Excerpts from a dataset
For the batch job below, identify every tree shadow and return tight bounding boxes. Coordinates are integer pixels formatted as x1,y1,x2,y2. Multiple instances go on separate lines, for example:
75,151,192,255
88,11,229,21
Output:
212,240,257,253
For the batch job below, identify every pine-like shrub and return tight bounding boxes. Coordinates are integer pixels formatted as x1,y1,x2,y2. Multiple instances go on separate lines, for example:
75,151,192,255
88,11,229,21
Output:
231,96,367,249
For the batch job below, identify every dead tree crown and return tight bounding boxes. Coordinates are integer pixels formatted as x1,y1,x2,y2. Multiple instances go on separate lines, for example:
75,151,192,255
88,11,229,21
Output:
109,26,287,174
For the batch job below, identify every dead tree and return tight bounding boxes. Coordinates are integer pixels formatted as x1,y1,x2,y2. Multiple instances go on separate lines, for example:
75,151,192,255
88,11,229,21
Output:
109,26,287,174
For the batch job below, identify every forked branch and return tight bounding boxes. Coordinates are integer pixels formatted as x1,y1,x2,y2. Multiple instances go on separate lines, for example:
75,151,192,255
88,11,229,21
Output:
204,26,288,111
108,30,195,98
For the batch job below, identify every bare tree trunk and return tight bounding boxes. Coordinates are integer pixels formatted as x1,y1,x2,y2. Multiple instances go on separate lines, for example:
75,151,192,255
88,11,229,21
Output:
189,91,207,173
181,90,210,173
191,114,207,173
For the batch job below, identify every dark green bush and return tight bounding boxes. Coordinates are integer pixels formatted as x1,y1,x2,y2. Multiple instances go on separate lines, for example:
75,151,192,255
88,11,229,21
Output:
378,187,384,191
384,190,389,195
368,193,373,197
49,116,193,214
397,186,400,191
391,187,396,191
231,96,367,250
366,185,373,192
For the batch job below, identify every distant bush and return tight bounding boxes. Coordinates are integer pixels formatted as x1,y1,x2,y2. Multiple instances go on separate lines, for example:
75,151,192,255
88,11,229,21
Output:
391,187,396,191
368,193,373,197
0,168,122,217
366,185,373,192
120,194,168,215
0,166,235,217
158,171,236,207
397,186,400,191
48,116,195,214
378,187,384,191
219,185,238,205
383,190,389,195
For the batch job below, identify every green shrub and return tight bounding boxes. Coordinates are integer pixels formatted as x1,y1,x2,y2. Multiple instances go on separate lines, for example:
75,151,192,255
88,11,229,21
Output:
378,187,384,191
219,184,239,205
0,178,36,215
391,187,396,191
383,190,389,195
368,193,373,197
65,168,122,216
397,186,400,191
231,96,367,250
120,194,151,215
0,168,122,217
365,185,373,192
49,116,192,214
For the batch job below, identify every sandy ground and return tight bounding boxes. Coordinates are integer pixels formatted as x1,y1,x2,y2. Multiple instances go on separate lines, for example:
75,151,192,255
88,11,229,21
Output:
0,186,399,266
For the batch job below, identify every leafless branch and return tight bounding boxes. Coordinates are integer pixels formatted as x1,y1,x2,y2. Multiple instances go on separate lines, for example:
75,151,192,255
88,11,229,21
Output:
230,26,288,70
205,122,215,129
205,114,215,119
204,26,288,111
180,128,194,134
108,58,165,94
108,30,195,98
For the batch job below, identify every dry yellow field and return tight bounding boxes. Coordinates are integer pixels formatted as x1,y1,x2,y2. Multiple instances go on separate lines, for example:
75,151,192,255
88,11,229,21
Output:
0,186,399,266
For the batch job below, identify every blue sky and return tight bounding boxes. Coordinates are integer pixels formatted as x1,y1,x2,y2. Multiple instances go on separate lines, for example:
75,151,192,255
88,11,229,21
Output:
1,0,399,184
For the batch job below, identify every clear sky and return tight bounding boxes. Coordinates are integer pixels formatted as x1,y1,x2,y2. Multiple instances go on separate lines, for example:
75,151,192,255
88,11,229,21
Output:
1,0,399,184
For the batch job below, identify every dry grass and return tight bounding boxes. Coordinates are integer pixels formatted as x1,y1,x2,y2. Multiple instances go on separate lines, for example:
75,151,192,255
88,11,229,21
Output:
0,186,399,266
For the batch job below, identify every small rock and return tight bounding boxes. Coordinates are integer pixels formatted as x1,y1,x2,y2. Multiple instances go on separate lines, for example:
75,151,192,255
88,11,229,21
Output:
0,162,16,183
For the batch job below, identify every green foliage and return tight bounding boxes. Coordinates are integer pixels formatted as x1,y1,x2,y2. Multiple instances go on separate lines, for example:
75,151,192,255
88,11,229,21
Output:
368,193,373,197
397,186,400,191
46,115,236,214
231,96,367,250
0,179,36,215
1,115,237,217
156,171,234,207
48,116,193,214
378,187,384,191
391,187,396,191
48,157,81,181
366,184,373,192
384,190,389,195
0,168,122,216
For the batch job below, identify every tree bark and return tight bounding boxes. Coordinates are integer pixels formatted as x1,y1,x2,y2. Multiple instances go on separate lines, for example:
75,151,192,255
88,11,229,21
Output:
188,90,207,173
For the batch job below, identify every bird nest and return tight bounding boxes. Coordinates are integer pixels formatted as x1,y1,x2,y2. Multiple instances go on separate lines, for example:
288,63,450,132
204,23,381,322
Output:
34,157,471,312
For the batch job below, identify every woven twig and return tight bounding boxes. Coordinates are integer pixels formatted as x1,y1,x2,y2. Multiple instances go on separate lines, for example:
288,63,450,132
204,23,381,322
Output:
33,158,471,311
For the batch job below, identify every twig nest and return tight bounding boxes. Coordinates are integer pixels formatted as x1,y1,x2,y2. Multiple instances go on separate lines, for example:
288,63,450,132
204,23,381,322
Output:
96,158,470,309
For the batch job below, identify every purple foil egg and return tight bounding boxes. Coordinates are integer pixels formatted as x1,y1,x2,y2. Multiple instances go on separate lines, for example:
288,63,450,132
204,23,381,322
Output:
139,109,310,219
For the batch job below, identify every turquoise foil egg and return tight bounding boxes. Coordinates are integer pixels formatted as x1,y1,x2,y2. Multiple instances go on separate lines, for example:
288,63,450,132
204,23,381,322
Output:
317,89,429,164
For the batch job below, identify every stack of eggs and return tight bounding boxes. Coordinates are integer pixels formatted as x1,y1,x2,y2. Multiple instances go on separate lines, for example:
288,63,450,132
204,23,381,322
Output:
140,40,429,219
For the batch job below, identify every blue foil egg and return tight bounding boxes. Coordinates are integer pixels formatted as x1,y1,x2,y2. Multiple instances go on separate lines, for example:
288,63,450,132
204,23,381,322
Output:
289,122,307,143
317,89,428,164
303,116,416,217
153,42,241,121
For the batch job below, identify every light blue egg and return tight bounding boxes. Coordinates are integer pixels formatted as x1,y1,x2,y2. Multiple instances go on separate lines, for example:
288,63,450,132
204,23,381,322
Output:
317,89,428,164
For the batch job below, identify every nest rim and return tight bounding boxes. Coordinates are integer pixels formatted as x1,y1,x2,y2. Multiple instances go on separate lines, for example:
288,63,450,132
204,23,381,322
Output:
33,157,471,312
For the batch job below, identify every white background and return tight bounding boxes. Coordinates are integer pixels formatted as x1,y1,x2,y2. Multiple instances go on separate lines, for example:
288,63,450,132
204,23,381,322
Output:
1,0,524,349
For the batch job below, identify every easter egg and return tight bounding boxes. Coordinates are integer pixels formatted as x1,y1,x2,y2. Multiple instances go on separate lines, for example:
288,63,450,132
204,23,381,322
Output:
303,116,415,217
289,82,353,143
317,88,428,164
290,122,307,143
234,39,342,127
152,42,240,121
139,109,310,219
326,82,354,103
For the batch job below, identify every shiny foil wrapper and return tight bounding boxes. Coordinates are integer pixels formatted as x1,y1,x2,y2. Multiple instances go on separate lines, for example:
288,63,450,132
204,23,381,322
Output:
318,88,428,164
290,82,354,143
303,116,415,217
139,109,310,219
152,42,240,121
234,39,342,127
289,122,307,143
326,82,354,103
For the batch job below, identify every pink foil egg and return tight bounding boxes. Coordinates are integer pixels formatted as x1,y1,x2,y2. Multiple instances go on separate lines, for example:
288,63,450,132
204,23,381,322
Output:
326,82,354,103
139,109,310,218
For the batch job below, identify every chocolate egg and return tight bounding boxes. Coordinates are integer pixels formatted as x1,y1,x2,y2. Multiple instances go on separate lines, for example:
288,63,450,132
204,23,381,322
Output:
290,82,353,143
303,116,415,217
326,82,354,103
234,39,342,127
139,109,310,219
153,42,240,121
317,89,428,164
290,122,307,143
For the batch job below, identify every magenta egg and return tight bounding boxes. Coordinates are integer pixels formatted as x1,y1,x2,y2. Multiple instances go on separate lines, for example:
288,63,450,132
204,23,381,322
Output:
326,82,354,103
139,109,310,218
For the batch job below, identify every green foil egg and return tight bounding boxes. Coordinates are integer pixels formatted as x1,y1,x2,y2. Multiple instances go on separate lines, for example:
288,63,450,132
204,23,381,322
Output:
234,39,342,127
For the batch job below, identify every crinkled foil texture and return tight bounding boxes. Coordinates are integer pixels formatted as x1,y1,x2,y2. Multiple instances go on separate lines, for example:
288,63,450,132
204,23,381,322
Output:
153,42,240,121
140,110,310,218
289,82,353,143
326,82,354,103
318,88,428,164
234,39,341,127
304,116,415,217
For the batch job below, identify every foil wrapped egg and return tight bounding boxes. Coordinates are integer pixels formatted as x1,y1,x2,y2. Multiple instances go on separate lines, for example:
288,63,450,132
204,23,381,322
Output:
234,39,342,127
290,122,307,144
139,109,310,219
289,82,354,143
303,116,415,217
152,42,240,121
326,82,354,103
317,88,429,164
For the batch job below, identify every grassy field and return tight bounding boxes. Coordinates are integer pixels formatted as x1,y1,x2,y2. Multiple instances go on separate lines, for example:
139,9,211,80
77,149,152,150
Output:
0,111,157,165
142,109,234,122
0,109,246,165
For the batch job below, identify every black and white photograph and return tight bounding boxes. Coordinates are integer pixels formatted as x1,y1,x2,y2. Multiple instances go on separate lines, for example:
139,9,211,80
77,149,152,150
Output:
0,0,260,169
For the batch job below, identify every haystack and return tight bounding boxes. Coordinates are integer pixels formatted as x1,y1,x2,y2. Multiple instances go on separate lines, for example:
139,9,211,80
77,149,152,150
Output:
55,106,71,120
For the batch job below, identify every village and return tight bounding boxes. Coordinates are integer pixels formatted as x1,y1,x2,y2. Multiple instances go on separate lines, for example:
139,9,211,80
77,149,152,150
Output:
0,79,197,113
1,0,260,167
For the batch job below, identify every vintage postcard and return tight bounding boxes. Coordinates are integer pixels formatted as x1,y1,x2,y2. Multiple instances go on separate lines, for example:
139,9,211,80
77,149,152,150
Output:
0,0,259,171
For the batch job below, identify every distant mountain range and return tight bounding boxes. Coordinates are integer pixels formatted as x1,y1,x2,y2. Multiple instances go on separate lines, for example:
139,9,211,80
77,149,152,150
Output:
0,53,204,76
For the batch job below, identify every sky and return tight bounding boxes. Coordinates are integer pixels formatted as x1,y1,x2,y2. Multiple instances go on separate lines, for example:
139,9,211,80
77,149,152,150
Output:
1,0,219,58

- [Task item]: Go through the entries and count the lines where the word "dead" appears; give only the count.

- [Exercise output]: 2